MATERIAL PROVIDED:
━━━━━━━━━━━━━━━━

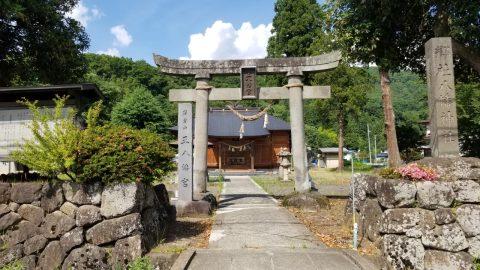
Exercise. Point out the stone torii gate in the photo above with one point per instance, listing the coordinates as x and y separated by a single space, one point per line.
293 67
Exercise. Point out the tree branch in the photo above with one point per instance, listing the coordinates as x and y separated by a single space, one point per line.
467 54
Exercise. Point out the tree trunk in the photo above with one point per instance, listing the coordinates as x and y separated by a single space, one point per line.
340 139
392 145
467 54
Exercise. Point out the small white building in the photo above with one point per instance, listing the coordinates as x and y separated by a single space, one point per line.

━━━━━━━━━━━━━━━━

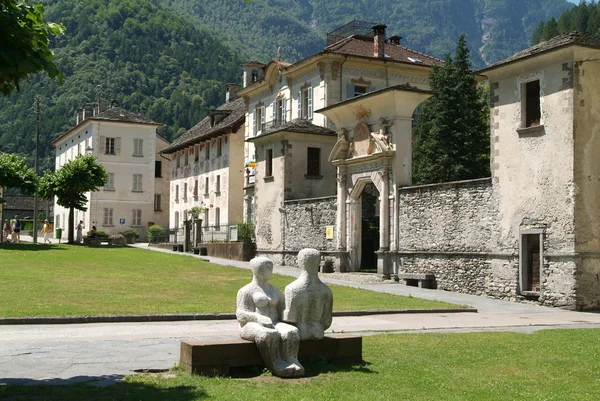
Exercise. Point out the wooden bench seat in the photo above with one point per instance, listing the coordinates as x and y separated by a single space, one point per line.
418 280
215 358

━━━━━━━━━━━━━━━━

EXERCISE DETAILS: Once you find the line with "Exercise. Point out the stone" above, print it and every line after it up to and including the line with "Exercise. Point out the small", exactly as written and nothing else.

EXERCISE RESULT:
Exercise. Point out the stone torii gate in the photo above with one point per instance, listing the coordinates as x and y separated by a single space, one point per line.
293 67
Exercise. Point out the tree branch in the photo above with one point per instance, listing the coordinates as x and y separated by a single space, one point per line.
467 54
Exercise. Point out the tree trunk in the photo above with one point per instance, listing the coordinates as x and y separated by a single space, one point per line.
340 139
392 145
467 54
Exercise. Point out the small white building in the photo above with one point per instance, listing the coordinates as x and y separated by a single space, one point per line.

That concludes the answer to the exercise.